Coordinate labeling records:
[start]

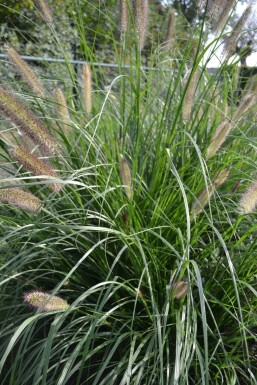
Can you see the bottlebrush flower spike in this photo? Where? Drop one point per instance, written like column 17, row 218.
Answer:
column 207, row 193
column 179, row 289
column 221, row 14
column 188, row 101
column 45, row 11
column 31, row 163
column 248, row 201
column 140, row 11
column 87, row 88
column 171, row 28
column 125, row 176
column 21, row 199
column 62, row 110
column 26, row 121
column 44, row 301
column 231, row 41
column 124, row 16
column 27, row 74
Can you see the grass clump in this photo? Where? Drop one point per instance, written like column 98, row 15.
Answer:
column 154, row 250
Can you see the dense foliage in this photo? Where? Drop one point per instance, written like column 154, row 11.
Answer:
column 127, row 221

[end]

▸ Stated task
Copy all of the records above word for word, without the pictures.

▸ Written solution
Can you see the bottlebrush flower spike in this photo? Where? Drop one point per instance, written like column 17, row 218.
Answer:
column 207, row 193
column 179, row 289
column 221, row 14
column 188, row 101
column 45, row 11
column 31, row 163
column 248, row 201
column 140, row 11
column 87, row 88
column 171, row 28
column 125, row 176
column 21, row 199
column 62, row 110
column 26, row 121
column 44, row 301
column 231, row 41
column 124, row 16
column 27, row 74
Can you see the grass clump in this photo? Where? Drop one point per instance, written like column 98, row 15.
Answer:
column 154, row 250
Can you see the dense foliage in this photo? Where? Drop one point per instance, written like column 154, row 11.
Answer:
column 127, row 221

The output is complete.